==== SOURCE TEXT ====
Wednesday, May 13, 2009

Fearmongerers are wrong: Electoral reform is not dead

The results are in, and BC-STV failed miserably, winning only 40% of the vote and failing to garner the majority of voes in 78 of the 85 provincial ridings. According to STV advocates, this has effectively killed any chance of electoral reform in BC, let alone the country, for at least a generation. These people are wrong.

They are being blinded by their commitment to STV. The fact is that they are assuming that all of those of us committed to electoral reform would vote for STV. Although I am not yet old enough to vote, in the BC student vote I voted against STV, and this for a perfectly good, reform minded reason. If we selected STV, it may have been a generation until we changed to a more proportional, less problematic system. The one I would advocate is MMP.

There is no reason why electoral reform cannot happen, and relatively soon. Carole James alludes to this, as she said that if the referendum were too fail, she was still committed to a referendum on MMP if we so desired.
==== DATA SHOWN ====
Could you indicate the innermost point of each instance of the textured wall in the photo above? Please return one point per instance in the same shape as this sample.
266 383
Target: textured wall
====
EXERCISE DETAILS -
Repeat the part of the electoral reform post that opens with the words containing "The results are" and closes with "advocate is MMP.", substituting "decade" for "generation".

FINAL RESULT -
The results are in, and BC-STV failed miserably, winning only 40% of the vote and failing to garner the majority of voes in 78 of the 85 provincial ridings. According to STV advocates, this has effectively killed any chance of electoral reform in BC, let alone the country, for at least a decade. These people are wrong.

They are being blinded by their commitment to STV. The fact is that they are assuming that all of those of us committed to electoral reform would vote for STV. Although I am not yet old enough to vote, in the BC student vote I voted against STV, and this for a perfectly good, reform minded reason. If we selected STV, it may have been a decade until we changed to a more proportional, less problematic system. The one I would advocate is MMP.